**TEXTO PROPORCIONADO**
-*-

El hecho de que este evento se realice en esta capital cabecera refuerza los agradecimientos que en particular le debemos al actual senador de la Provincia Duarte, Franklin Romero, al Ministerio de Cultura y al equipo cultural de la senaduría encabezado por mi viejo y querido amigo Mateo Morrison. Especialmente porque la proclama sea por ser la primera vez que se crea un Concurso Provincial de Literatura en esta ocasión de habérsele concedido el Premio Nacional de Literatura a un nativo de provincias que ha luchado toda su vida por la reivindicación del interior frente al todopoderoso centralismo, sentando con ello un precedente que ojalá siguieran en el futuro otras comunidades provinciales.
Dicho esto, recordemos que los concursos no son exitosos por la cantidad de concursantes, sino por la calidad de los trabajos presentados y premiados. Hay tiempo suficiente hasta el 30 de octubre para revisar y volver a revisar los textos, imprimirlos y depositarlos aunque todo esto es viejo para el país, refresca, y levanta el ánimo artístico en un momento de su mayor eclipse por el músculo y la farándula omnipresentes y omnipotentes.
Es además, un reto a los tantos talleres y grupos culturales que ahora proliferan, que tienen la oportunidad de demostrar si realmente estas estructuras están haciendo su labor: Que es la de incitar a la lectura y a la escritura con originalidad y belleza. Ya que como nos dijera don Sócrates Nolasco una vez: “Lo demás no vale la pena”. Eso solo justifica el esfuerzo y el gasto económico que todo concurso conlleva. Por eso esperamos esta aventura que hoy se inicia, sea coronada con el éxito de textos merecedores de ser antologados.
Recuerdos y vinculaciones macorisanas
Saludo en especial a esta ciudad querida, por haber odiado a los gobiernos de fuerza y a las arbitrariedades. Basta hojear la historia. Los héroes y mártires de esta demarcación bastarían para designarla Heroica y Rebelde por Antonomasia. Con solo decir que tanto en la Independencia como en Restauración dijeron presente antes que ninguna otra y que en la Guerra de Abril solo aquí y un conato en Pimentel, hubo acción liberadora causante de mártires y de prisioneros entre los cuales estuve una semana de angustias pero de orgullo patrio, junto a otros como Nelson Duarte que pagaron con su sangre el ansia de libertad nacional.
Digo estas palabras aprovechando esta oportunidad que no tuve cuando el anterior Senador Amílcar Romero creó el Paseo de las Estrellas del Parque, de hablar de mis vinculaciones de sangre y de cultura con esta ciudad.

-*-

**ENTRADAS DE DATOS**
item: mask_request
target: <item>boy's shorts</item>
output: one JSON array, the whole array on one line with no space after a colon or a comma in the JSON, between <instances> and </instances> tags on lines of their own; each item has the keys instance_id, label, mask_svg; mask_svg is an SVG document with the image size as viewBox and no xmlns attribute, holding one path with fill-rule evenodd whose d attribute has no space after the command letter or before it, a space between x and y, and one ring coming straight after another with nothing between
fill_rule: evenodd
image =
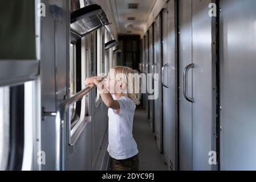
<instances>
[{"instance_id":1,"label":"boy's shorts","mask_svg":"<svg viewBox=\"0 0 256 182\"><path fill-rule=\"evenodd\" d=\"M111 171L139 171L139 155L124 160L116 160L111 157Z\"/></svg>"}]
</instances>

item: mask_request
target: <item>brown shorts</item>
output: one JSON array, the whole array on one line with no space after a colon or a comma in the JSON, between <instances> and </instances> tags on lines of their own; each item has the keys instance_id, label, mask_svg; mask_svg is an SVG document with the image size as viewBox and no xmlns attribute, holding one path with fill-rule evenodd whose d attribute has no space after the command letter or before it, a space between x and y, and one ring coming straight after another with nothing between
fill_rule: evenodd
<instances>
[{"instance_id":1,"label":"brown shorts","mask_svg":"<svg viewBox=\"0 0 256 182\"><path fill-rule=\"evenodd\" d=\"M116 160L111 157L111 171L139 171L139 155L124 160Z\"/></svg>"}]
</instances>

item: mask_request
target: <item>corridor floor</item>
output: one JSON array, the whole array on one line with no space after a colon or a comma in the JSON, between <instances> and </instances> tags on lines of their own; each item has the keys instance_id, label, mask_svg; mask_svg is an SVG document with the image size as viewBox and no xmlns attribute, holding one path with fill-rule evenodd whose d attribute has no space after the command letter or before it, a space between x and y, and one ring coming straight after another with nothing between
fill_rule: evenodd
<instances>
[{"instance_id":1,"label":"corridor floor","mask_svg":"<svg viewBox=\"0 0 256 182\"><path fill-rule=\"evenodd\" d=\"M157 148L146 113L140 106L135 111L133 136L138 145L140 171L166 171L162 154Z\"/></svg>"}]
</instances>

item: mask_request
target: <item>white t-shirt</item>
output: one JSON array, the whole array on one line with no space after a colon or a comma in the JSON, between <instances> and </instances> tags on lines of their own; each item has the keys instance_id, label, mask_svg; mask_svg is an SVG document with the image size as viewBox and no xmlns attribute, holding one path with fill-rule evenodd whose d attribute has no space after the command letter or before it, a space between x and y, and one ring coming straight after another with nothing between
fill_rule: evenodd
<instances>
[{"instance_id":1,"label":"white t-shirt","mask_svg":"<svg viewBox=\"0 0 256 182\"><path fill-rule=\"evenodd\" d=\"M116 100L115 95L112 95ZM119 114L108 109L108 146L109 155L116 160L130 158L139 153L132 135L134 113L136 106L126 97L117 100L120 105Z\"/></svg>"}]
</instances>

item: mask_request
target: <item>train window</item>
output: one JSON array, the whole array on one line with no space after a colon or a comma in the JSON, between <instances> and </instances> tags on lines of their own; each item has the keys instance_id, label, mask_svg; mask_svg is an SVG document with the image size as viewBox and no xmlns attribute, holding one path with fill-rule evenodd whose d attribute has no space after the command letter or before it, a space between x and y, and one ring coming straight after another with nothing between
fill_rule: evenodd
<instances>
[{"instance_id":1,"label":"train window","mask_svg":"<svg viewBox=\"0 0 256 182\"><path fill-rule=\"evenodd\" d=\"M0 171L6 168L10 140L9 86L0 88Z\"/></svg>"},{"instance_id":2,"label":"train window","mask_svg":"<svg viewBox=\"0 0 256 182\"><path fill-rule=\"evenodd\" d=\"M24 151L25 86L10 88L10 129L7 170L21 170ZM5 146L5 148L7 147Z\"/></svg>"},{"instance_id":3,"label":"train window","mask_svg":"<svg viewBox=\"0 0 256 182\"><path fill-rule=\"evenodd\" d=\"M69 65L69 97L82 90L81 39L70 44ZM71 128L79 121L81 113L81 101L70 107Z\"/></svg>"},{"instance_id":4,"label":"train window","mask_svg":"<svg viewBox=\"0 0 256 182\"><path fill-rule=\"evenodd\" d=\"M100 76L102 73L103 65L103 29L101 28L97 31L97 59L96 61L96 75ZM97 90L96 90L96 102L97 103L100 100L100 95Z\"/></svg>"},{"instance_id":5,"label":"train window","mask_svg":"<svg viewBox=\"0 0 256 182\"><path fill-rule=\"evenodd\" d=\"M105 43L109 41L109 35L107 30L105 30ZM109 49L105 51L104 68L105 73L107 75L109 70Z\"/></svg>"},{"instance_id":6,"label":"train window","mask_svg":"<svg viewBox=\"0 0 256 182\"><path fill-rule=\"evenodd\" d=\"M113 68L113 47L109 49L109 69Z\"/></svg>"},{"instance_id":7,"label":"train window","mask_svg":"<svg viewBox=\"0 0 256 182\"><path fill-rule=\"evenodd\" d=\"M70 97L73 96L76 93L76 45L70 44ZM76 103L70 107L70 115L74 118L75 115Z\"/></svg>"}]
</instances>

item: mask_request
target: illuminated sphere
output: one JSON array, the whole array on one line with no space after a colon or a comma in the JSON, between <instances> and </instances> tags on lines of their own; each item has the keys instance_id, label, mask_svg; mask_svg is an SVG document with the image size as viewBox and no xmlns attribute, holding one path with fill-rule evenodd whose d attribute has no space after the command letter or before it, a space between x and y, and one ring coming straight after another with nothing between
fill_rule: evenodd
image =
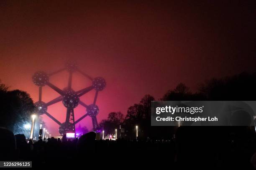
<instances>
[{"instance_id":1,"label":"illuminated sphere","mask_svg":"<svg viewBox=\"0 0 256 170\"><path fill-rule=\"evenodd\" d=\"M39 71L34 74L32 80L34 84L38 86L44 86L49 81L49 76L45 72Z\"/></svg>"},{"instance_id":2,"label":"illuminated sphere","mask_svg":"<svg viewBox=\"0 0 256 170\"><path fill-rule=\"evenodd\" d=\"M74 71L77 69L77 65L75 62L67 62L66 63L66 69L69 71Z\"/></svg>"},{"instance_id":3,"label":"illuminated sphere","mask_svg":"<svg viewBox=\"0 0 256 170\"><path fill-rule=\"evenodd\" d=\"M86 111L89 116L96 116L99 113L99 107L96 105L92 104L88 106Z\"/></svg>"},{"instance_id":4,"label":"illuminated sphere","mask_svg":"<svg viewBox=\"0 0 256 170\"><path fill-rule=\"evenodd\" d=\"M79 97L72 90L67 90L63 96L62 103L67 108L74 108L78 105Z\"/></svg>"},{"instance_id":5,"label":"illuminated sphere","mask_svg":"<svg viewBox=\"0 0 256 170\"><path fill-rule=\"evenodd\" d=\"M100 77L96 78L92 80L92 86L97 91L103 90L106 87L106 84L105 80Z\"/></svg>"},{"instance_id":6,"label":"illuminated sphere","mask_svg":"<svg viewBox=\"0 0 256 170\"><path fill-rule=\"evenodd\" d=\"M43 102L38 101L35 103L36 113L39 115L42 115L47 111L47 106Z\"/></svg>"},{"instance_id":7,"label":"illuminated sphere","mask_svg":"<svg viewBox=\"0 0 256 170\"><path fill-rule=\"evenodd\" d=\"M62 123L59 128L59 132L61 135L63 135L67 132L74 132L74 125L70 122L64 122Z\"/></svg>"}]
</instances>

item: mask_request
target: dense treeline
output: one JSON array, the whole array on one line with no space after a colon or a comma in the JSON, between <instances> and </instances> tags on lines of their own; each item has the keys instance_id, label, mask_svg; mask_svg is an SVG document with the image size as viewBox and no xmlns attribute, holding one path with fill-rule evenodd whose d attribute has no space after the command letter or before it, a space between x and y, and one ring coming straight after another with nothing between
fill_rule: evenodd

-*-

**INSTRUCCIONES DE LA TAREA**
Según el texto, ¿hasta qué fecha hay tiempo para revisar, imprimir y depositar los trabajos del concurso? Las entradas no guardan ninguna relación con el texto.

**RESPUESTA CORRECTA**
Hasta el 30 de octubre.